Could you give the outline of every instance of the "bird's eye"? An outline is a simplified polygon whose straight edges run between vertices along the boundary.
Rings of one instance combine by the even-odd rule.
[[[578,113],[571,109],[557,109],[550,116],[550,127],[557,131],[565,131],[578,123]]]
--
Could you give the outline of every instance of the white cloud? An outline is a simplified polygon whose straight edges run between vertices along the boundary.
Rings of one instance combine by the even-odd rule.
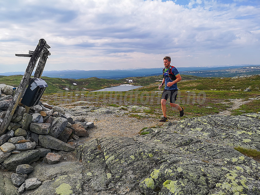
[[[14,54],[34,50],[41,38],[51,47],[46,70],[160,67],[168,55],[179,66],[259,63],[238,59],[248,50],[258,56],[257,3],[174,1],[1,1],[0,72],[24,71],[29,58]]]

> **REQUIRED WORK**: Report, in full, every line of the listing above that contains the word "outline". Matching is case-sensitive.

> **ANSWER TO THIS PROBLEM**:
Could you give the outline of every instance of the "bird's eye"? An outline is a simplified polygon whose straight edges run between vertices along the boundary.
Could you give the outline of every instance of the white cloud? An outline is a simplified polygon whose straight edges run between vertices along the boundary.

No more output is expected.